▶ [EXERCISE DIRECTIONS] Each line in the listing below needs to be transcribed exactly.

▶ [INFORMATION SHOWN]

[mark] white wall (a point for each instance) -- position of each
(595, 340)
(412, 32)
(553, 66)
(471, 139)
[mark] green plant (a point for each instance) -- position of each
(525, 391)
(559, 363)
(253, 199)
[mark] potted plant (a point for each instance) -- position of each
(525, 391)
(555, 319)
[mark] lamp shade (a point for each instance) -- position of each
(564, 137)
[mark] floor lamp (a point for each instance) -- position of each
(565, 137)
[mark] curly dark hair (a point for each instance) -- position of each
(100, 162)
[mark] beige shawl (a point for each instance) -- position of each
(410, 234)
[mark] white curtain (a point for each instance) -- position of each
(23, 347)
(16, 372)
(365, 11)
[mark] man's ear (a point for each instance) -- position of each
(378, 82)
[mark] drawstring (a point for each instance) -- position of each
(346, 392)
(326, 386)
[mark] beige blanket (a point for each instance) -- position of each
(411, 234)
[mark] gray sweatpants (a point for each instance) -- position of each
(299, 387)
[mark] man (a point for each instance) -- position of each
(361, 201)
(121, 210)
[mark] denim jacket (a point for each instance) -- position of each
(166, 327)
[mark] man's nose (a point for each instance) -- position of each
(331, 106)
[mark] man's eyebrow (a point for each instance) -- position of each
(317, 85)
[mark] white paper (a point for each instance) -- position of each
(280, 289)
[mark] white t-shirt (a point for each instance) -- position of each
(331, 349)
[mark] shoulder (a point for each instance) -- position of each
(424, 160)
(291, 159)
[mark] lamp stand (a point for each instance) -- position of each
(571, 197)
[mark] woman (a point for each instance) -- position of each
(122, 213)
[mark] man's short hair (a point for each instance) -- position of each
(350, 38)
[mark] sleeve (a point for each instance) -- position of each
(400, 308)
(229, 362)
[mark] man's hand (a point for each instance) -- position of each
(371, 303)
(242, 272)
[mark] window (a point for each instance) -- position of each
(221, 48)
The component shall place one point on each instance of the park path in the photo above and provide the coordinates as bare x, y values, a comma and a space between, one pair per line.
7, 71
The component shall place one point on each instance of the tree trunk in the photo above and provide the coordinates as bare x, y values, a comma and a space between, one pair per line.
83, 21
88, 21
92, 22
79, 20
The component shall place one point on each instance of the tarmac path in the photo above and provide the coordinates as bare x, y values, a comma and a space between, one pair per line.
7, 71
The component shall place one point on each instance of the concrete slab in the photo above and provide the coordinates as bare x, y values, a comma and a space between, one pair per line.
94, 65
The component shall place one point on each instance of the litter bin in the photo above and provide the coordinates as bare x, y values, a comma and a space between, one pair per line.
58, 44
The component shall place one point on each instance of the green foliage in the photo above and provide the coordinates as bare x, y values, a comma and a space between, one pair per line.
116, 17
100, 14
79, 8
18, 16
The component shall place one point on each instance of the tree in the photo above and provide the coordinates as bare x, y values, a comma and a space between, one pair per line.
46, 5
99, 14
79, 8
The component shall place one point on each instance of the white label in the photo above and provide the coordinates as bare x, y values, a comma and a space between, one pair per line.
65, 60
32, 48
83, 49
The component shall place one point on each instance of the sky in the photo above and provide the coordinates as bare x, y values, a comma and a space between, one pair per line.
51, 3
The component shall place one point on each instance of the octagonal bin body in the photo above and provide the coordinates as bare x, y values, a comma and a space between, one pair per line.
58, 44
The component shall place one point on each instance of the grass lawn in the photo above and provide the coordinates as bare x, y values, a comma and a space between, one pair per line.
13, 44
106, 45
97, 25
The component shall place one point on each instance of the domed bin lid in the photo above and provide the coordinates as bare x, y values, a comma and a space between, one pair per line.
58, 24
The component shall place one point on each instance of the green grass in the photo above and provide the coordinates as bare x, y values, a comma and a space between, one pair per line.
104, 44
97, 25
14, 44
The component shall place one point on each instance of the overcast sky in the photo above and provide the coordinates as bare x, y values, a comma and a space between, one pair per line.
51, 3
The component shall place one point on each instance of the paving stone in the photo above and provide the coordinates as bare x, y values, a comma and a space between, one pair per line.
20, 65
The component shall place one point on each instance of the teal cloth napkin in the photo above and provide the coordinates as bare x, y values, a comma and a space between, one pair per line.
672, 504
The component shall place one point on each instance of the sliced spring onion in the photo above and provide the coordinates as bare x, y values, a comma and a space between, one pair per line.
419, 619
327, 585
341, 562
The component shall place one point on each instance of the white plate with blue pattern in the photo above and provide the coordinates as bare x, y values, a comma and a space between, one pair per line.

▶ [THE ANSWER]
[mark] white wall (a point for each instance) -- position of each
(595, 340)
(412, 32)
(553, 66)
(471, 139)
[mark] green plant (a point for each instance) -- position of each
(525, 391)
(559, 363)
(253, 199)
[mark] potted plant (a point for each instance) -- position of each
(525, 391)
(555, 319)
[mark] lamp shade (a point for each instance) -- position of each
(564, 137)
[mark] floor lamp (a point for each instance) -- position of each
(565, 137)
[mark] curly dark hair (a point for each instance) -- position of each
(100, 162)
[mark] beige shawl (a point for each instance) -- position of each
(410, 234)
[mark] white curtain (a point for each instance) -- position of each
(23, 347)
(16, 372)
(365, 11)
[mark] man's ear (a point for each instance) -- position of each
(378, 82)
[mark] drawstring (a point for each instance) -- position of each
(346, 392)
(326, 386)
[mark] beige blanket (a point for each instance) -- position of each
(411, 234)
[mark] gray sweatpants (a point for each instance) -- position of each
(299, 387)
[mark] man (a point for each instance) -- position of each
(361, 201)
(121, 210)
[mark] denim jacket (a point for each instance) -- position of each
(166, 327)
[mark] man's nose (a point for each instance) -- position of each
(331, 106)
[mark] man's eyebrow (a point for each instance) -- position of each
(317, 85)
[mark] white paper (a point for each instance) -- position of each
(280, 289)
[mark] white t-shirt (a point for each instance) -- position of each
(331, 349)
[mark] shoulder (a point for each instance) -- position of each
(424, 160)
(291, 159)
[mark] lamp stand (a point for each instance) -- position of each
(571, 197)
[mark] woman (a point for each instance) -- position of each
(122, 213)
[mark] man's short hair (a point for each instance) -- position of each
(350, 38)
[mark] sleeve (a point for each instance) -- position of each
(400, 308)
(229, 362)
[mark] man's hand (a point for each instance) -- position of each
(371, 303)
(242, 272)
[mark] window (a point for each instance) -- position of each
(221, 48)
The component shall place one point on each instance of the park path in the photo above and provide the coordinates as bare x, y values, a comma and a space between, one pair per line.
7, 71
The component shall place one point on each instance of the tree trunk in the photo above and provide the coordinates as bare x, y values, a comma and a space between, one pair per line.
83, 21
88, 21
92, 22
79, 20
The component shall place one point on each instance of the tarmac path in the photo above and provide the coordinates as bare x, y values, a comma and a space between, one pair per line.
7, 71
The component shall place one point on each instance of the concrete slab in the photo above and provide the coordinates as bare x, y values, a comma and a space between, one pair per line.
94, 65
The component shall place one point on each instance of the litter bin in the photo above and provide the coordinates as bare x, y values, a comma and a space between, one pair per line.
58, 44
The component shall place one point on each instance of the green foliage in the photo above and provide the coordinates as bare x, y values, a comma and a space between, one pair per line.
116, 17
100, 14
79, 8
18, 16
The component shall place one point on each instance of the tree in the photo above and provide the coordinates as bare x, y values, a comma and a space between, one pair per line.
46, 5
99, 14
79, 8
The component shall place one point on each instance of the white label in the photo above and provide the coordinates as bare x, y values, a comma and a space between, one pair per line.
65, 60
32, 48
83, 49
The component shall place one point on each instance of the sky in the photo above and provide the coordinates as bare x, y values, a comma and a space between, one pair per line.
51, 3
The component shall place one point on each instance of the octagonal bin body in the photo above and provide the coordinates as bare x, y values, a comma and a space between, one pair per line.
58, 44
The component shall place one point on each instance of the grass lawn in the photo above and provide the coordinates as bare x, y values, a comma and a space between, one pair per line.
13, 44
106, 45
97, 25
The component shall place one point on each instance of the domed bin lid in the photo above and provide the coordinates as bare x, y values, a comma and a space between, one pair per line.
58, 24
The component shall place one point on each instance of the green grass in the photo above and provide the coordinates as bare x, y values, a comma and a space between, one pair per line.
104, 44
97, 25
14, 44
The component shall place one point on each instance of the overcast sky in the photo above and provide the coordinates as bare x, y values, a comma and a space between, one pair per line.
51, 3
The component shall place one point on each instance of the paving stone in the photo above and provide the coordinates as bare x, y values, a comma and a space between, one pair per line.
20, 65
The component shall place one point on each instance of the teal cloth napkin in the photo above and provide the coordinates as bare x, y values, a comma and a space between, one pair per line.
672, 504
The component shall place one point on each instance of the sliced spring onion in the photo above and provide the coordinates as bare x, y values, a comma and a space between, one pair per line.
419, 619
327, 585
341, 562
The component shall place one point on each instance of the white plate with blue pattern in the photo above and provide the coordinates as bare x, y values, a comma and a space between, one pair per line.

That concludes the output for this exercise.